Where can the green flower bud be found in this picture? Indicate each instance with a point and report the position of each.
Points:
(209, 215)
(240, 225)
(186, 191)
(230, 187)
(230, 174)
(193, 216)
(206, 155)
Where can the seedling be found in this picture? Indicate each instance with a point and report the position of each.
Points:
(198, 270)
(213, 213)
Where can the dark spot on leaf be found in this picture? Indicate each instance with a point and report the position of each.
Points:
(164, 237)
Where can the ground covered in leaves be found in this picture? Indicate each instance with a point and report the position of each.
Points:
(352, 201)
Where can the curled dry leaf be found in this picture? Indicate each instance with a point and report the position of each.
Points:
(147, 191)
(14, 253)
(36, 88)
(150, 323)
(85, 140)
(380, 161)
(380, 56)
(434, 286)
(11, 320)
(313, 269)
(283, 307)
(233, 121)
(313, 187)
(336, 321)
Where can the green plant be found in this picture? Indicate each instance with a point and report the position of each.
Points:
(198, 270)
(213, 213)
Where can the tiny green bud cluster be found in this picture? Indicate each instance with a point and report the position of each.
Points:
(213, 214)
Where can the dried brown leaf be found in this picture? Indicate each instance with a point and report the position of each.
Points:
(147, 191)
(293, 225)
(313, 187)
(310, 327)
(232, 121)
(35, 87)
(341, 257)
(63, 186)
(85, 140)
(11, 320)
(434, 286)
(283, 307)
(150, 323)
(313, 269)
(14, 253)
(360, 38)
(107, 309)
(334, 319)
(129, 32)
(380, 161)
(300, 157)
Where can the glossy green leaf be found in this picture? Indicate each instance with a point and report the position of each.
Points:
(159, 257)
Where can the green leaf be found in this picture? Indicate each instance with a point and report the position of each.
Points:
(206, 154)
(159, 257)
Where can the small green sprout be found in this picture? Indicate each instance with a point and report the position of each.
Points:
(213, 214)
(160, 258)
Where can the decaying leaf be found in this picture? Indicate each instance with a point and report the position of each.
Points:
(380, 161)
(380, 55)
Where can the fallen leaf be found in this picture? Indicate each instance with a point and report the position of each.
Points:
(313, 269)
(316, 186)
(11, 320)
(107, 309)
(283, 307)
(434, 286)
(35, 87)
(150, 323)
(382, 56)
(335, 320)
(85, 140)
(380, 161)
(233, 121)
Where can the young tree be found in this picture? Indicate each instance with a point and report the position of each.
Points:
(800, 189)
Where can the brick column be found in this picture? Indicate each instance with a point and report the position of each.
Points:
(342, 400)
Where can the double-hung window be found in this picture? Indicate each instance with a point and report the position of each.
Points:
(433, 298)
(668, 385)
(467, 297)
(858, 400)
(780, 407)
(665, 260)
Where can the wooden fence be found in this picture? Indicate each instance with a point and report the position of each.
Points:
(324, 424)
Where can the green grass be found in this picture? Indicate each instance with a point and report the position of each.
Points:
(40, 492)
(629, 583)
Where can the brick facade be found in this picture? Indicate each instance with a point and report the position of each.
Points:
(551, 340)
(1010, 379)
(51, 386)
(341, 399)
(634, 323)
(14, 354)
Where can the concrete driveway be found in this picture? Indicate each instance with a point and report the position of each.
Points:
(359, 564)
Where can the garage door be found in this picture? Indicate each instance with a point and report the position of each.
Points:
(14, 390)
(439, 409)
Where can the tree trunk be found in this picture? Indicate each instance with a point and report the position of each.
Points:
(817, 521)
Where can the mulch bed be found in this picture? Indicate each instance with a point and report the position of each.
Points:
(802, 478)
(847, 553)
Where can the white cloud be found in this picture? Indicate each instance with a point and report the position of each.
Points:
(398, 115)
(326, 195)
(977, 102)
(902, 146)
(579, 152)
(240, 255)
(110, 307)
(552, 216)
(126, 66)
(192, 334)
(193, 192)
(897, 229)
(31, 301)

__Cel zadania__: Przepisz jako numerowaną listę wiersze rekordów od wiersza zawierającego „Where can the garage” do końca rekordów, włączając oba krańce i pomijając puste wiersze.

__Wynik zadania__:
1. Where can the garage door be found in this picture? Indicate each instance with a point and report the position of each.
2. Points:
3. (14, 390)
4. (439, 409)
5. Where can the tree trunk be found in this picture? Indicate each instance with a point and report the position of each.
6. Points:
7. (817, 521)
8. Where can the mulch bed be found in this picture? Indicate each instance with a point and report the position of each.
9. Points:
10. (802, 478)
11. (847, 553)
12. Where can the white cloud be found in this picture? Indicate each instance with a point and report the position of each.
13. Points:
14. (398, 115)
15. (326, 195)
16. (977, 102)
17. (902, 146)
18. (579, 152)
19. (240, 255)
20. (110, 307)
21. (552, 216)
22. (126, 66)
23. (192, 334)
24. (193, 192)
25. (897, 229)
26. (31, 301)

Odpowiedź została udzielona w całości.